§ Problem description
Count the lines in the data below that contain the string "chrome". Output only the number.

§ Dataset
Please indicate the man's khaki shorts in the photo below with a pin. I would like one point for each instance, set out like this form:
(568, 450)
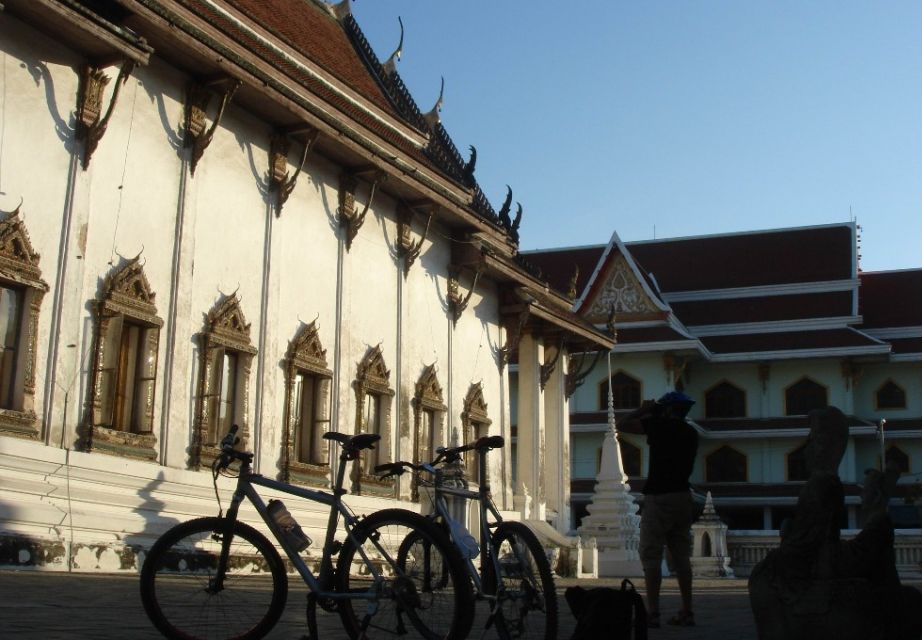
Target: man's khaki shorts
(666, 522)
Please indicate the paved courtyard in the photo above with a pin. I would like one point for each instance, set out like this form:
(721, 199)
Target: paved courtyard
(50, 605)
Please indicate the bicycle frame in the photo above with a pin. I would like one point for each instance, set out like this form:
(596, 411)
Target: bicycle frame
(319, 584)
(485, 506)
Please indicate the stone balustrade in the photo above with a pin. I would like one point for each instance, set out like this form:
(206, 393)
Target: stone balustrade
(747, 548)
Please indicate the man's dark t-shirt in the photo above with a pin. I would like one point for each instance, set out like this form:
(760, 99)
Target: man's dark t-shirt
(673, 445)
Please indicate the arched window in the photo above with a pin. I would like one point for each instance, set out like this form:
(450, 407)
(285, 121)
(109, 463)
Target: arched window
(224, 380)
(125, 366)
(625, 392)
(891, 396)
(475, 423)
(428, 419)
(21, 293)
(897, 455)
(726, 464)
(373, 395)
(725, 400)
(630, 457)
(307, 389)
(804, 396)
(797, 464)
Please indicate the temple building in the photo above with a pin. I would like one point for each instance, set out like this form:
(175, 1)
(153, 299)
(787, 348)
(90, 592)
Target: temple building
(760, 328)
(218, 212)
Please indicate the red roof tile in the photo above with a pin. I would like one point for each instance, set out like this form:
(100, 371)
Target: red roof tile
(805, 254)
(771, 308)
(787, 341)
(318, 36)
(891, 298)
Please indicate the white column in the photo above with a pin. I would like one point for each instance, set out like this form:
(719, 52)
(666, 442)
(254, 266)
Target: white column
---
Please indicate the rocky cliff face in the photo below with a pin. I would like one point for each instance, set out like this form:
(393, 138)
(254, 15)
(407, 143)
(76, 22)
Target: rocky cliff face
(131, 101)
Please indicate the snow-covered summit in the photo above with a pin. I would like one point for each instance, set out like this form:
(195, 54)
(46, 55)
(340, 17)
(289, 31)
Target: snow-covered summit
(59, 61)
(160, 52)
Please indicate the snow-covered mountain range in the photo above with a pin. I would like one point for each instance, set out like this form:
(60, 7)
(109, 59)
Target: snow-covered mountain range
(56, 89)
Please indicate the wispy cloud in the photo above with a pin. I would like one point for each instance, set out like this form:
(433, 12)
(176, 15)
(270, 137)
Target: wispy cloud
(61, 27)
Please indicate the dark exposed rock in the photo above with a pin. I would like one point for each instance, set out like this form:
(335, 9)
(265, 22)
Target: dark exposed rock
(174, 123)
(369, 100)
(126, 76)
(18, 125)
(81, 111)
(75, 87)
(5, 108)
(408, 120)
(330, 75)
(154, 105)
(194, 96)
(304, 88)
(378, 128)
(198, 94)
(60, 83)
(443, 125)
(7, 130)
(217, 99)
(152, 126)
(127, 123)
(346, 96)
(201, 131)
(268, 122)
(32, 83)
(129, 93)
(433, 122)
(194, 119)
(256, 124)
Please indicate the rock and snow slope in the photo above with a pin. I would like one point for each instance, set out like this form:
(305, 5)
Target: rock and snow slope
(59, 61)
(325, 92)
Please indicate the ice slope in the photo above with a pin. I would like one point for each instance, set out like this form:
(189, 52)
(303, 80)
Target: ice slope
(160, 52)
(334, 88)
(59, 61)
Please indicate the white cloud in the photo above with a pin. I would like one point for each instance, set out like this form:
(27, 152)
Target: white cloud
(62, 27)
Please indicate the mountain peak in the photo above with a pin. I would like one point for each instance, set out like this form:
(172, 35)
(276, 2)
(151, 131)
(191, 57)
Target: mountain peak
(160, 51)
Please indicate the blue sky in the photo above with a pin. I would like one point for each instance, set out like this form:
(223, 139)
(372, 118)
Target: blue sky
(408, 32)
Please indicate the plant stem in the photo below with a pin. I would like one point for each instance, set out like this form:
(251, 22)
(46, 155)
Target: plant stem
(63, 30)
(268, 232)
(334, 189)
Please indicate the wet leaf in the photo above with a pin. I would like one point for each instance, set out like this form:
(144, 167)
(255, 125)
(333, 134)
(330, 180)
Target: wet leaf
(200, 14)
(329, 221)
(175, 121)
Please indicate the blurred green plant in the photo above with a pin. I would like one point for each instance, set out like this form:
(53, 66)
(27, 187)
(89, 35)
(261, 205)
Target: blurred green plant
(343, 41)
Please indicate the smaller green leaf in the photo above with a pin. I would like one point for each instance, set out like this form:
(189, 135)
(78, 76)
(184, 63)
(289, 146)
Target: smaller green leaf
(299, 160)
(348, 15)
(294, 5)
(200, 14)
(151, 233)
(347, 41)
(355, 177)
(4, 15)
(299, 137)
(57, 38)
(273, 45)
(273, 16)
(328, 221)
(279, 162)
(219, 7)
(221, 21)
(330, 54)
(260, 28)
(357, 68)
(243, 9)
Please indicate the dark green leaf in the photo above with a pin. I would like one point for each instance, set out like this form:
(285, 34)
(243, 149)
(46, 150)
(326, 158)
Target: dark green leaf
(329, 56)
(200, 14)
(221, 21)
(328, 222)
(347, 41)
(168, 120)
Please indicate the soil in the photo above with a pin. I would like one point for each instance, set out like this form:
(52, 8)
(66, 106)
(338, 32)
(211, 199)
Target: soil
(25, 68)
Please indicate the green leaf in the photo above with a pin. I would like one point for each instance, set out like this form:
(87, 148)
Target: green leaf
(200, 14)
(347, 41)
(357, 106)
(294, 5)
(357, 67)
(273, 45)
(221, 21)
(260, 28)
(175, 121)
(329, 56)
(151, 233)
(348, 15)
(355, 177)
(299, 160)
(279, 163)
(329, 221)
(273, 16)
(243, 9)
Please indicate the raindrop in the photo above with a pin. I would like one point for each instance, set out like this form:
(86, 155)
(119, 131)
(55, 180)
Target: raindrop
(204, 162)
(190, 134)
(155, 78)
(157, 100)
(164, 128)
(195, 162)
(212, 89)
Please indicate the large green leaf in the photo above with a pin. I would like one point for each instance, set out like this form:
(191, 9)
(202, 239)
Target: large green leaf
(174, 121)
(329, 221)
* * *
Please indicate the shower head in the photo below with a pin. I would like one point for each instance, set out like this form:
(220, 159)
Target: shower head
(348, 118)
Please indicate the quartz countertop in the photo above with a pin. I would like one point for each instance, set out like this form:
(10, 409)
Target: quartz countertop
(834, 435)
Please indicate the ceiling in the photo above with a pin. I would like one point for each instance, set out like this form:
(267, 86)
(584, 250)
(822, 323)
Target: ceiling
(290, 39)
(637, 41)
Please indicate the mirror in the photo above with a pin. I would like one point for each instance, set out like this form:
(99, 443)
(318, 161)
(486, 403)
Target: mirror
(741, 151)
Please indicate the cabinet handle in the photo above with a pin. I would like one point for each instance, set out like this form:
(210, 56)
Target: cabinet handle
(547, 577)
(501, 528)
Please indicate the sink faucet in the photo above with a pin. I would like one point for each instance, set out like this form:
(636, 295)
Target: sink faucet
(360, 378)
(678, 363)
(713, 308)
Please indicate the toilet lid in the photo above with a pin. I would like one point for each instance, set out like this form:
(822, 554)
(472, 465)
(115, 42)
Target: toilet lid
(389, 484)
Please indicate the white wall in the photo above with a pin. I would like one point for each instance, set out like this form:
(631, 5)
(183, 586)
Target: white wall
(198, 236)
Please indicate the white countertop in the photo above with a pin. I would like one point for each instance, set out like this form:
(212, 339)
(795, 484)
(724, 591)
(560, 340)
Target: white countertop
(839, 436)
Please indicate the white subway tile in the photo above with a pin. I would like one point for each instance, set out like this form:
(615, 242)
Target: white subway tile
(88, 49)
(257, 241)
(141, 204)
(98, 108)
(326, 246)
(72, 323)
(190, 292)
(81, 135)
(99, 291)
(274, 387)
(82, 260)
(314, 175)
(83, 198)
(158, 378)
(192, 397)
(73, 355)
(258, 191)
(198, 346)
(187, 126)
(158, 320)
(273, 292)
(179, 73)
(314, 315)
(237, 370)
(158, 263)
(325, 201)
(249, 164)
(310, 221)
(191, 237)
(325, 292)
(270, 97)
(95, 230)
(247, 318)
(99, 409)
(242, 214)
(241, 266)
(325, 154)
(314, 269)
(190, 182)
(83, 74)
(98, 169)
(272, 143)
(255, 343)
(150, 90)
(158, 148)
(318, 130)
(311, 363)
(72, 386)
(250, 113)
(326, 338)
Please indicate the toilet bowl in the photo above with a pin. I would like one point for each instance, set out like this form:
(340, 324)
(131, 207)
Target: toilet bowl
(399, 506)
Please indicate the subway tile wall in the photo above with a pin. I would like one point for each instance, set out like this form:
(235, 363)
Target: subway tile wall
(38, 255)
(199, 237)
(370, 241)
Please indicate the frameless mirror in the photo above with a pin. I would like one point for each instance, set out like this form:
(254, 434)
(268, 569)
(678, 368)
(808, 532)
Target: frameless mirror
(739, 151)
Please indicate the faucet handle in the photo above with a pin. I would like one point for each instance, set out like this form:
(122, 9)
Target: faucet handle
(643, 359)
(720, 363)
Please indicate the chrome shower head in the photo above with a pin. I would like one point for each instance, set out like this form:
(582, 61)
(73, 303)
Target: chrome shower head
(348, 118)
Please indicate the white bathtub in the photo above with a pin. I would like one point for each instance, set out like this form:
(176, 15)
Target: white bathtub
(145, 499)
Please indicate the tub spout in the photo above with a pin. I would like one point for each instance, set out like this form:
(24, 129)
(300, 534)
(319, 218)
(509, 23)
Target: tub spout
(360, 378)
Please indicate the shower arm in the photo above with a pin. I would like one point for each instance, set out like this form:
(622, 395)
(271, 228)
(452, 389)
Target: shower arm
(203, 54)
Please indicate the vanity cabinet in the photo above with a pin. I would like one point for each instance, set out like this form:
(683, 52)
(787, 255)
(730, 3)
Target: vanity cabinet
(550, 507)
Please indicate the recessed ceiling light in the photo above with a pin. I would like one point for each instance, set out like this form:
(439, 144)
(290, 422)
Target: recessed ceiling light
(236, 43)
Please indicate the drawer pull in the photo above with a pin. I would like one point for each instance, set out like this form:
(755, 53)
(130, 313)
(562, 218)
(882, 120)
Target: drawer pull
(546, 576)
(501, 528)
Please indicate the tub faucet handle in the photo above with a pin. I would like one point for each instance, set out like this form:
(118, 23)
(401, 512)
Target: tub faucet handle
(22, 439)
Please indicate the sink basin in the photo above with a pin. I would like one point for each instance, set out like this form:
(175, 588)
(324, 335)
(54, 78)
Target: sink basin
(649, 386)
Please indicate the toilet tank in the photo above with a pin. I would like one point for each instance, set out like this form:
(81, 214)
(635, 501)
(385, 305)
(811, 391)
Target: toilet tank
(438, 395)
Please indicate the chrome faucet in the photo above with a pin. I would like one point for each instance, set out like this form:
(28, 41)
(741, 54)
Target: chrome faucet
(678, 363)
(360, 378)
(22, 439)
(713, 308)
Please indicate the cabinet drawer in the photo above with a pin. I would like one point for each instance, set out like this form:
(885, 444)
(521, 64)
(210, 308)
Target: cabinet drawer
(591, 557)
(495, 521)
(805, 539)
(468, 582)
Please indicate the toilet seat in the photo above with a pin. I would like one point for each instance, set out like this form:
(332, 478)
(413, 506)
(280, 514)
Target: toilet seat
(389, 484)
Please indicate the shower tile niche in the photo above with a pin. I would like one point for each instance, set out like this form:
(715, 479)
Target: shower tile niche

§ Answer for the task
4